• **Page extract**:
And of course there have been many transcriptions of the organ works for solo piano (esp. if you count the WTC as organ music), most notably by the likes of Ferruccio Busoni and Alexander Siloti, & others; as well as transcriptions of Bach's violin works for the piano, such as the famous Chaconne: 



. I've long enjoyed the way pianist Emil Gilels plays Siloti's transcription of the Prelude in B minor, for example: 




Pianist Vikingur Olafsson also plays a transcription of the Organ Sonata No. 4, BWV 528 on his recent award winning Bach album for DG: 



.

Wilhelm Kempff also used to play his own transcriptions of Bach, which are some of his best Bach recordings, IMO: 




It's possible that a violinist has played the Busoni & Siloti transcriptions as a encore, but no one comes to mind at the moment.

Oh yes, violinist Janinie Jansen has recorded Bach's 15 Two & Three Part Inventions for keyboard, BWV 772/786, but not on a solo violin, as she needed help from Maxim Rysanov and Torlief Thedéen: 




That's all I can come up with. Maybe others will know more.


----------



## Mandryka

https://www.bachnetwork.co.uk/ub6/Tomita UB6.pdf

2011 Paper by Yo Tomita on WTC2 here. "The Implications of Bach's Introduction of New Fugal Techniques and Procedures in The Well-Tempered Clavier Book Two"

• **Actions to take**:
1: In the forum thread on Bach transcriptions, why was Janinie Jansen's recording of the Two & Three Part Inventions not made on a solo violin?
2: Please go on with the forum thread on Bach transcriptions from the point where it stops.

• **Information provided**:
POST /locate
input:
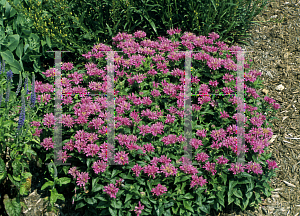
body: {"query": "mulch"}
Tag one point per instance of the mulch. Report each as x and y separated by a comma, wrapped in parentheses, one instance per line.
(279, 64)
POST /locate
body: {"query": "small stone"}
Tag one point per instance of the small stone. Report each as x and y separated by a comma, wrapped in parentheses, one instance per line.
(279, 87)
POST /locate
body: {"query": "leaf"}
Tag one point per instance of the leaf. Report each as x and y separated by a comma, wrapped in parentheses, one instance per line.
(188, 196)
(13, 42)
(7, 56)
(112, 212)
(188, 206)
(53, 196)
(12, 207)
(238, 193)
(48, 41)
(90, 201)
(19, 50)
(115, 172)
(128, 197)
(25, 48)
(64, 180)
(116, 204)
(47, 184)
(79, 205)
(27, 175)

• **Results by task**:
1: It was not on a solo violin because she needed help from Maxim Rysanov and Torlief Thedéen.

2:
----------



## Ras

Josquin13 said:


> Ras asks, "Are there other transcriptions of Bach's organ music for solo violin?"
> 
> Hi Ras--I have that Onofri disc, and like it, too. He's one of my favorite period violinists. The only other violinist I know that has transcribed Bach's organ music for the solo violin is Andrew Manze, who made his own transcription of the Toccata and Fugue, BWV 565


*Thank you for the recommendations Josquin13* - some of them are new to me - some I know - I didn't know the Manze transcription.

I loved that Andrew Manze transcription of Bach's Toccata and Fuge - amazing it can sound like that on a violin. Yes, it's the excentricity and oddity of it that appeals to me: wow can that be done on a small violin. (Like the first time (still wet behind the ears) I heard Bach Sonatas and Partitas for solo violin I couldn't believe that was just one violin playing!).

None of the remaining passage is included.